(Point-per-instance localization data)
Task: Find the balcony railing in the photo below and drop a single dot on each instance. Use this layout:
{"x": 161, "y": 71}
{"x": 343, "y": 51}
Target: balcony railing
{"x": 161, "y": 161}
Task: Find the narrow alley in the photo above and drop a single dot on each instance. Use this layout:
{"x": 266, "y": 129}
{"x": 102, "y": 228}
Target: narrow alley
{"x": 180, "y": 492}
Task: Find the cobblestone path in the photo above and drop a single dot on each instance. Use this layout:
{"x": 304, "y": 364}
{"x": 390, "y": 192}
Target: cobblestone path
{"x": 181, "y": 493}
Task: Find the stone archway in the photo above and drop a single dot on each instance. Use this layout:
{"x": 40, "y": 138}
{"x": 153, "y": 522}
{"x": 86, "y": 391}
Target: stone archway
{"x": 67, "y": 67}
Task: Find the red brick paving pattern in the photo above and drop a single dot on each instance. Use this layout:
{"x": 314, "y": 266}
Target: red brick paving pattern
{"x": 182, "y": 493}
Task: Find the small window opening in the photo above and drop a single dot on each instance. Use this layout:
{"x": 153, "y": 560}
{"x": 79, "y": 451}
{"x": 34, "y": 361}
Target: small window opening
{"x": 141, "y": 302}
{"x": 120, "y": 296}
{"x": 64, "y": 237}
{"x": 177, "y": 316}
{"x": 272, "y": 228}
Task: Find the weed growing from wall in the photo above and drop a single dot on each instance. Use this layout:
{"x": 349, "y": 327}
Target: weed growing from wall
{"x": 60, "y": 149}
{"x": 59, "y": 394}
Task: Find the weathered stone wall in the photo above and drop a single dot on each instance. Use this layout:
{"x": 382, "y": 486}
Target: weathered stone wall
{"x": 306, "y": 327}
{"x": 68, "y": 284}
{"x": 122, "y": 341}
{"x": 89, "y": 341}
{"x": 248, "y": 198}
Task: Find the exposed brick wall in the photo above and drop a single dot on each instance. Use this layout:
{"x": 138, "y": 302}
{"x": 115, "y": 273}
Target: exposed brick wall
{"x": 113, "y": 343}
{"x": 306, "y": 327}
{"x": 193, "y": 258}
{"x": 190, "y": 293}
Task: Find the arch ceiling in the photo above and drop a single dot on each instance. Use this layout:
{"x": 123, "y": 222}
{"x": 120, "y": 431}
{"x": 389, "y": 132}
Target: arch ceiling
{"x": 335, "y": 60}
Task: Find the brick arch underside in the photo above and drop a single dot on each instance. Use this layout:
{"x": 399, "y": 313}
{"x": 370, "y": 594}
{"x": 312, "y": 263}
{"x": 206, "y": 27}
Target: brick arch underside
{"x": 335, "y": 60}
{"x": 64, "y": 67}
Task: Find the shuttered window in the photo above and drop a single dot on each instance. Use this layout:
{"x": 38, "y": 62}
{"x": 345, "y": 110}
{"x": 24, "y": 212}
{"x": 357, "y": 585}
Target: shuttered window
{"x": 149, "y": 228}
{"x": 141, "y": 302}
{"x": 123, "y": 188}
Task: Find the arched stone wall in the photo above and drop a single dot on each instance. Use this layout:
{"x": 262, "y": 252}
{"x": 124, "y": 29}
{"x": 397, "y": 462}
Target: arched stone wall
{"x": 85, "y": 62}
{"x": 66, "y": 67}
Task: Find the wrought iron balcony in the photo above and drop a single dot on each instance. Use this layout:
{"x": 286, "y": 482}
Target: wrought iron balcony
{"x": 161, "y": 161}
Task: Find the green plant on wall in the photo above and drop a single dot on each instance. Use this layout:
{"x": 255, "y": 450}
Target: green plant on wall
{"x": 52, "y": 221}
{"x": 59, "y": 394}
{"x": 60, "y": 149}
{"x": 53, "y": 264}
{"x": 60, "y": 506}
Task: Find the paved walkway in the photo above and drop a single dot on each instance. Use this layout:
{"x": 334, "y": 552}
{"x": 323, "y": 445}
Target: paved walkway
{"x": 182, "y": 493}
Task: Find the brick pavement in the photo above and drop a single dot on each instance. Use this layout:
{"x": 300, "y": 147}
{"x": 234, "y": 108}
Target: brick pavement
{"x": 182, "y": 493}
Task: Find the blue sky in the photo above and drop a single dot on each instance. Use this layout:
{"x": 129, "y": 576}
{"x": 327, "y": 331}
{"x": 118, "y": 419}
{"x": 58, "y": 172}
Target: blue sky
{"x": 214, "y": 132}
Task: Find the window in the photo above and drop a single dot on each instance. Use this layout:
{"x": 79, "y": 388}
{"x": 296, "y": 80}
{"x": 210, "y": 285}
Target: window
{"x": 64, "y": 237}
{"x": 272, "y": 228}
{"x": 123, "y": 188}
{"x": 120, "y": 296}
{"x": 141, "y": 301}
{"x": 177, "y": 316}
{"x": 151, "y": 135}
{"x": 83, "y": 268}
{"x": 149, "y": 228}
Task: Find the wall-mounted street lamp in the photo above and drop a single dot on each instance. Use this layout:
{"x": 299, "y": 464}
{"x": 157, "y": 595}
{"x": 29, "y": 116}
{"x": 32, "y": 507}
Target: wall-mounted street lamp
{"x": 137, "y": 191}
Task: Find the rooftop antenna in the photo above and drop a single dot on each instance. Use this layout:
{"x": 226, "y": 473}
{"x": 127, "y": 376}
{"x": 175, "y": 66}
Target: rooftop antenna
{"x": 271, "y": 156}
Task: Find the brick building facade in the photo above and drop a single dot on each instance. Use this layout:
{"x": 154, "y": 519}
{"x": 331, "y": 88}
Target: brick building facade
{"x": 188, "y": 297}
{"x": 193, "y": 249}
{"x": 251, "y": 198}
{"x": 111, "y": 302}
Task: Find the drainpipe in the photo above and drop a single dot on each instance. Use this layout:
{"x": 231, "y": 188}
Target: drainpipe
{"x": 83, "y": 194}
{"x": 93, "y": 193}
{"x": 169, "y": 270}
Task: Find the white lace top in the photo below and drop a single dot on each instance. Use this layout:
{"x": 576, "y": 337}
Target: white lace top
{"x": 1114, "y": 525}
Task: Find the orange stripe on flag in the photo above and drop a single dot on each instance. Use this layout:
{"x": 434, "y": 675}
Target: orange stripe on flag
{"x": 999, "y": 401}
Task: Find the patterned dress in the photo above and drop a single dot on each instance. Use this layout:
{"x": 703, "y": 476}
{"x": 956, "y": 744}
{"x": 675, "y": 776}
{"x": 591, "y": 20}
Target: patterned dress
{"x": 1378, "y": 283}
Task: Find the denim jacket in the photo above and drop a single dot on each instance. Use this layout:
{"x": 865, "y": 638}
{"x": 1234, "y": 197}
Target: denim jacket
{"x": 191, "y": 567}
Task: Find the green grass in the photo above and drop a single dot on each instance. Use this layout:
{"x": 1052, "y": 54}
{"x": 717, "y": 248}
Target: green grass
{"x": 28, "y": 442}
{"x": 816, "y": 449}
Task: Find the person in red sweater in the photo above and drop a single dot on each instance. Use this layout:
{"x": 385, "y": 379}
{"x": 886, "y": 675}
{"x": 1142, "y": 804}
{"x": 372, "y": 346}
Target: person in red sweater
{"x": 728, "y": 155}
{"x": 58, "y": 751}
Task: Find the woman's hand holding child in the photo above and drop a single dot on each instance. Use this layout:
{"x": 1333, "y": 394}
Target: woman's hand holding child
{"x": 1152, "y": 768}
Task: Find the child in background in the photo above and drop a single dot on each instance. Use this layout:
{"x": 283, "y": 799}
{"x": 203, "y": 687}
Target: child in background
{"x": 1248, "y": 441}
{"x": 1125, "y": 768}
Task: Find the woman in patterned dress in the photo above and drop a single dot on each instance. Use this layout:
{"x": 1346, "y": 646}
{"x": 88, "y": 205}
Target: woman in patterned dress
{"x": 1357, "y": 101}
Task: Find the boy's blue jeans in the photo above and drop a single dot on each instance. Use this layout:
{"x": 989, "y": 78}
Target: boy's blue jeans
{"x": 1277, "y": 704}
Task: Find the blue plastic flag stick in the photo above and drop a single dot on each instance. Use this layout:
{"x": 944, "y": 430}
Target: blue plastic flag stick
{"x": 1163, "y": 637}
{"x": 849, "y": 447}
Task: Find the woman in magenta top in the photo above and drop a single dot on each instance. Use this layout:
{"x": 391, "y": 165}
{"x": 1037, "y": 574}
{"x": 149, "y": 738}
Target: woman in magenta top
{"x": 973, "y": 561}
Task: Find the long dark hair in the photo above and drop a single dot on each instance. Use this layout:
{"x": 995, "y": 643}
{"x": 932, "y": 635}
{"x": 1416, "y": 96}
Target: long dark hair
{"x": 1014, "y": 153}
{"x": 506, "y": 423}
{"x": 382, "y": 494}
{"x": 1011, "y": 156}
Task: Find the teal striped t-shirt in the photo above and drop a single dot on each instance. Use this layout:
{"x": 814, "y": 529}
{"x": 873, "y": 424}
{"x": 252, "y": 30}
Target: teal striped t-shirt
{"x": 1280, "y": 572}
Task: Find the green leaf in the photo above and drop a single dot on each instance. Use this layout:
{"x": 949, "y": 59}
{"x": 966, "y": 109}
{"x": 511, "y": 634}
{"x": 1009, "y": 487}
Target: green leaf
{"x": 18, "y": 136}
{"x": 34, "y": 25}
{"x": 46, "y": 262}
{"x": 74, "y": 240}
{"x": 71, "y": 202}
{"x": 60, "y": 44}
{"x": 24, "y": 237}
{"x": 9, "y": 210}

## PROBLEM REQUIREMENTS
Every line in the data above that contains the word "below" should be copied.

## SOLVED EXERCISE
Task: Find the balcony railing in the photo below and drop a single dot on each instance. Use this layout:
Task: Find the white lace top in the photo below and drop a single dot on each instance. Use this layout:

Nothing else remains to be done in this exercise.